About this exercise: Could you set down the records below exactly as they are, with no pictures?

Photo-based referring expression data

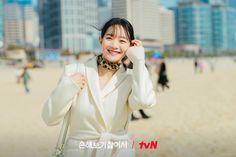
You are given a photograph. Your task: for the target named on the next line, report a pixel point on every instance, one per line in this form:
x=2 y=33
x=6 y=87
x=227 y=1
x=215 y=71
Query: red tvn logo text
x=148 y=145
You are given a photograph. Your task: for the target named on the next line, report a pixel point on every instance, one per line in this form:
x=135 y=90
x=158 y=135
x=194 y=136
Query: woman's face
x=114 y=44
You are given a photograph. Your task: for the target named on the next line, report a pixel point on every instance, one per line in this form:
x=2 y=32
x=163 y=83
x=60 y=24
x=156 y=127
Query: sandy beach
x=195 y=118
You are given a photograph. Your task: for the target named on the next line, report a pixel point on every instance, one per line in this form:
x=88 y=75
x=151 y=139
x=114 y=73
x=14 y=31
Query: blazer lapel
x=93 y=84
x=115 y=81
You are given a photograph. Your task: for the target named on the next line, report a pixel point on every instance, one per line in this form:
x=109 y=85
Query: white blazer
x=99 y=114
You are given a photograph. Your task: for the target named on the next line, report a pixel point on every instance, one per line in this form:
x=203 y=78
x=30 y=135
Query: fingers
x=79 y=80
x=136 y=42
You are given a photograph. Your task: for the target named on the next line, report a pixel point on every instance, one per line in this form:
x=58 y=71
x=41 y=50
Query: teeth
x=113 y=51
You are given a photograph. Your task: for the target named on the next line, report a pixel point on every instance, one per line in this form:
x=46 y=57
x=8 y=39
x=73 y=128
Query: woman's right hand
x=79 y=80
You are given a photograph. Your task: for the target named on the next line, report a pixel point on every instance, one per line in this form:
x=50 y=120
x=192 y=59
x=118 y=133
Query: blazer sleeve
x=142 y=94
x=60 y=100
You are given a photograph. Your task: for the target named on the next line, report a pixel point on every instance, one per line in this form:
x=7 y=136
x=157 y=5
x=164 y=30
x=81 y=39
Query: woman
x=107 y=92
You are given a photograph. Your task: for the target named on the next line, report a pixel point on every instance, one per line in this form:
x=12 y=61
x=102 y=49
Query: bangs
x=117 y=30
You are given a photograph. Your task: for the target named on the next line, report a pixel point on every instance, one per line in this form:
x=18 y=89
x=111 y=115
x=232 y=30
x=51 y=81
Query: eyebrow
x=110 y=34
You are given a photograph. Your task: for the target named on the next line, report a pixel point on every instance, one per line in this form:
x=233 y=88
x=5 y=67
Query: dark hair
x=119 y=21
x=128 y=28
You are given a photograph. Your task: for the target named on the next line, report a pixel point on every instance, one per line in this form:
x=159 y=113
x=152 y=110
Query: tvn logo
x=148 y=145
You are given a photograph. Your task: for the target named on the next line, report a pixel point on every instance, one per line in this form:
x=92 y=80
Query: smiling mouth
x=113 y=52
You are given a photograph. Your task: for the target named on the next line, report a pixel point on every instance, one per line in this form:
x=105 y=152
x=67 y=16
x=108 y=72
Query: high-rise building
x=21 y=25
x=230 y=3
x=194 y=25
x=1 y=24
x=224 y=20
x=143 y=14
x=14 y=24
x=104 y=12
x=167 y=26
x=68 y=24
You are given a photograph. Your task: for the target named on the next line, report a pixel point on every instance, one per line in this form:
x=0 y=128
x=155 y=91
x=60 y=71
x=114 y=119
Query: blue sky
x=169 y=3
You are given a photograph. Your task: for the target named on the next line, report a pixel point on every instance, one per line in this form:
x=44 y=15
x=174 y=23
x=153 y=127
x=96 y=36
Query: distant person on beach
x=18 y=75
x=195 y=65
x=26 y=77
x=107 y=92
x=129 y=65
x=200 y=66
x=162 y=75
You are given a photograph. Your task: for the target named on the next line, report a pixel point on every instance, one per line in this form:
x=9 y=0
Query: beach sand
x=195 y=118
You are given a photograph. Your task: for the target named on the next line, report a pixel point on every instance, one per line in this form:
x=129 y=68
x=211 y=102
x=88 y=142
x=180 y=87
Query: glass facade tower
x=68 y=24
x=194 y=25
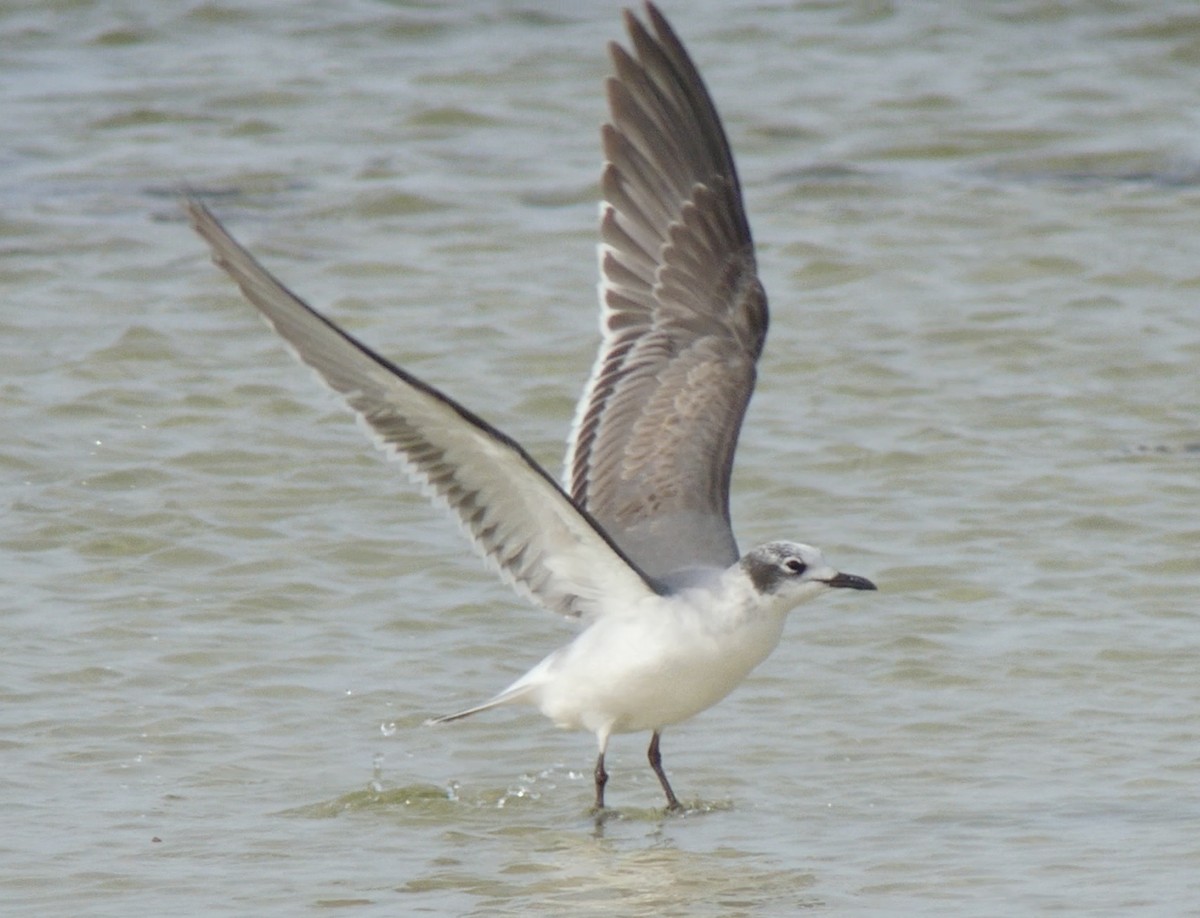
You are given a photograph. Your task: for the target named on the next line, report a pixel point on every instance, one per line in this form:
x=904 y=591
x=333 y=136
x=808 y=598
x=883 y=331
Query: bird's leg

Answer section:
You are given a photograph. Your task: for the target named on the next line, report a pixel point on every instance, one per line in this form:
x=2 y=33
x=6 y=87
x=227 y=1
x=215 y=71
Query: red tvn logo text
x=148 y=145
You are given a photograph. Your task: for the target named on the next line, report a pixel point on every instance, one per line in this form:
x=135 y=90
x=158 y=135
x=194 y=136
Query: woman's face
x=114 y=44
You are given a photograph. Your task: for the target named on the next line, report a pixel point on every instance, one per line in this form:
x=2 y=32
x=163 y=83
x=60 y=24
x=156 y=127
Query: sandy beach
x=195 y=118
You are given a photograph. Your task: for the target named on the next line, report a pixel point on every instance, one per line in this form:
x=88 y=75
x=151 y=139
x=114 y=73
x=14 y=31
Query: blazer lapel
x=93 y=84
x=115 y=81
You are given a photograph. Your task: for the target named on the next line, report a pixel point on every instance, one per line in this form:
x=109 y=85
Query: white blazer
x=99 y=114
You are given a photograph. Your task: for the target named on the next line, report a pixel point on every instance, one per line in this form:
x=203 y=78
x=30 y=135
Query: fingers
x=79 y=80
x=136 y=42
You are given a photograph. Your task: for the target named on the next line, report a pixel point on every instance, one per line in this form:
x=58 y=71
x=41 y=50
Query: teeth
x=113 y=51
You are given a photograph. Your task: for the target named on the next line, report a pixel point on every instance, one per line in this form:
x=46 y=57
x=8 y=39
x=73 y=128
Query: woman's right hand
x=79 y=80
You are given a photograph. Your task: for the target named on the next line, report a pixel point on every instance, one per line in this form:
x=50 y=120
x=192 y=59
x=118 y=133
Query: blazer sleeve
x=142 y=94
x=60 y=100
You are given a photograph. Your task: for the target named on the next line, report a pixel point on every instance, one per line in this form:
x=7 y=136
x=157 y=5
x=164 y=30
x=81 y=39
Query: woman
x=107 y=92
You are given a photograph. Your task: for the target named on the next line, report a pixel point on every instance, one per line in this form:
x=12 y=61
x=102 y=49
Query: bangs
x=117 y=30
You are given a photograph. Your task: for the target named on the next line, report a pixel point on every instance, one per line in this form:
x=18 y=89
x=111 y=115
x=232 y=30
x=51 y=81
Query: eyebrow
x=110 y=34
You are given a photograph. Your task: for the target named on the next line, report a pixel point on every instance, one per line in this form:
x=233 y=88
x=5 y=67
Query: dark hair
x=119 y=21
x=128 y=28
You are given a photograph. Your task: for the target named on the next line, report a pixel point on every instance, one per line in this form:
x=159 y=113
x=152 y=110
Query: tvn logo
x=148 y=145
You are given a photograph. Your task: for the target named on the next line, report a pixel point on every instance, one per line in this form:
x=92 y=80
Query: smiling mouth
x=113 y=52
You are given a photograph. Your task: for the target named on the next line, report a pixel point on every instance, one per line in this form:
x=105 y=152
x=67 y=16
x=108 y=72
Query: high-rise building
x=21 y=25
x=230 y=3
x=194 y=25
x=1 y=24
x=224 y=20
x=143 y=14
x=14 y=24
x=104 y=12
x=167 y=26
x=68 y=24
You are given a photograph. Your task: for the target named on the next line, report a pixel point on every instance, one per line in this form:
x=0 y=128
x=155 y=91
x=60 y=71
x=114 y=119
Query: blue sky
x=169 y=3
You are given a photograph. Your task: for the target named on the next line, report a pixel point on every instance, one per line in this form:
x=44 y=15
x=174 y=23
x=153 y=127
x=96 y=36
Query: distant person on beach
x=18 y=75
x=195 y=65
x=26 y=77
x=107 y=92
x=129 y=65
x=200 y=66
x=162 y=75
You are given a photograph. Your task: for the target named on the next line, report a pixel point on every instance, one per line in this form:
x=9 y=0
Query: beach sand
x=195 y=118
You are given a photograph. Your task: for the target named on the next line, report a pixel point on every instance, one per line in this form:
x=129 y=68
x=211 y=102
x=88 y=142
x=180 y=87
Query: glass facade tower
x=68 y=24
x=194 y=25
You are given a photograph. Your task: for the target named on the next line, report a pixel point on every instance, one per line in this form:
x=904 y=591
x=333 y=136
x=808 y=598
x=883 y=331
Query: bird's leg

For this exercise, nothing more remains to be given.